-- BEGIN --

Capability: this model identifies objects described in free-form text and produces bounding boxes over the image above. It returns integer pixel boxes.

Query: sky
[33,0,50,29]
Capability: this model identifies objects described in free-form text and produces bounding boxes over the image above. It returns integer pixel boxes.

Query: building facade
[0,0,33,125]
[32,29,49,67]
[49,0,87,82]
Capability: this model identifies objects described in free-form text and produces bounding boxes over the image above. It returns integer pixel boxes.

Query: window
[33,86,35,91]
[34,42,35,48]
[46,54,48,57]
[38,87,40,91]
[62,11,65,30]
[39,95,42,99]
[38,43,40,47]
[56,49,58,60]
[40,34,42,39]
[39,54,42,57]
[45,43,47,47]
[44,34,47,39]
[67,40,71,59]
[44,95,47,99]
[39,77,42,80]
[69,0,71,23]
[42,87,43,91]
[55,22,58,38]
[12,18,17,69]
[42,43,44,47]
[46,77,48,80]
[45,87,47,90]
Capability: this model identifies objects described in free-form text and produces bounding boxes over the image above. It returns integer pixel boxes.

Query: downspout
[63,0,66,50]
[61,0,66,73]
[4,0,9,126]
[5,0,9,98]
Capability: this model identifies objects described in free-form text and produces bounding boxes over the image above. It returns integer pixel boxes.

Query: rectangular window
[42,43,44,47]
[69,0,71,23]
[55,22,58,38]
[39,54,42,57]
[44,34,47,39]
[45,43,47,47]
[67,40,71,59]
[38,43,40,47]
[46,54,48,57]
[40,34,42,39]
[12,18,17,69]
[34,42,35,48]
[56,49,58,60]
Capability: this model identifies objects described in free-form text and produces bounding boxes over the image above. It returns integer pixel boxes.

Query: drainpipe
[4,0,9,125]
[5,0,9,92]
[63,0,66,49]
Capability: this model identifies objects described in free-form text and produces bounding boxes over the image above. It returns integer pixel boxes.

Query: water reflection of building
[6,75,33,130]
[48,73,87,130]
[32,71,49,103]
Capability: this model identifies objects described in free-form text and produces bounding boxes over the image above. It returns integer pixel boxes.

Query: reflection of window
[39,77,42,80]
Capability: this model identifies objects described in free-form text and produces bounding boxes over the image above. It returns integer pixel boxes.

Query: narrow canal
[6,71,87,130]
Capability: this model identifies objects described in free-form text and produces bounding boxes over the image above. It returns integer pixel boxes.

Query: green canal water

-- END --

**Stated task:** Copy all of the records above line for line, with no changes.

**Answer for the task:**
Capability: this model identifies objects described in free-form text and produces bounding boxes over the image above. It returns integer pixel boxes.

Query: sky
[33,0,50,29]
Capability: this model identifies objects described in free-form text and produces bounding boxes over the image above. It returns integer pixel boxes.

Query: building facade
[0,0,33,125]
[32,29,49,67]
[49,0,87,82]
Capability: this model identifies objects described in free-form text and produces bounding boxes over the image above. It returns integer pixel boxes.

Query: window
[33,86,35,91]
[34,42,35,48]
[46,54,48,57]
[38,87,40,91]
[62,11,65,30]
[39,95,42,99]
[38,43,40,47]
[56,49,58,60]
[40,34,42,39]
[39,54,42,57]
[45,43,47,47]
[44,34,47,39]
[67,40,71,59]
[44,95,47,99]
[39,77,42,80]
[69,0,71,23]
[42,87,43,91]
[55,22,58,38]
[12,18,17,69]
[42,43,44,47]
[46,77,48,80]
[45,87,47,90]
Capability: this model identifies objects described in free-form text and produces bounding boxes over the image above. It returns integer pixel boxes.

Query: downspout
[63,0,66,50]
[61,0,66,73]
[4,0,9,126]
[5,0,9,98]
Capability: this model identifies objects described in free-form text and produces bounding boxes over the image above. It returns integer pixel boxes.

Query: rectangular window
[42,43,44,47]
[69,0,71,23]
[55,22,58,38]
[39,54,42,57]
[44,34,47,39]
[45,43,47,47]
[67,40,71,59]
[38,43,40,47]
[46,54,48,57]
[40,34,42,39]
[12,18,17,69]
[34,42,35,48]
[56,49,58,60]
Capability: this model identifies objects described in free-form text and produces bounding boxes over the image above. It returns integer pixel boxes.

Query: drainpipe
[4,0,9,125]
[5,0,9,92]
[63,0,66,49]
Capability: this model identifies objects described in free-form text and produces bounding boxes over the image above. It returns integer pixel boxes.

Query: water reflection of building
[6,75,33,130]
[48,73,87,130]
[32,71,49,103]
Capability: this model identifies objects described in free-form text and produces bounding boxes over the image above. It returns integer pixel boxes.

Query: reflection of window
[39,77,42,80]
Capability: this model identifies objects described in free-form text and produces bounding boxes over the image above. It returns integer pixel boxes.

Query: narrow canal
[6,71,87,130]
Capability: this model identifies objects described in free-form text and produces bounding boxes over the image above. It returns integer pixel boxes.

Query: green canal water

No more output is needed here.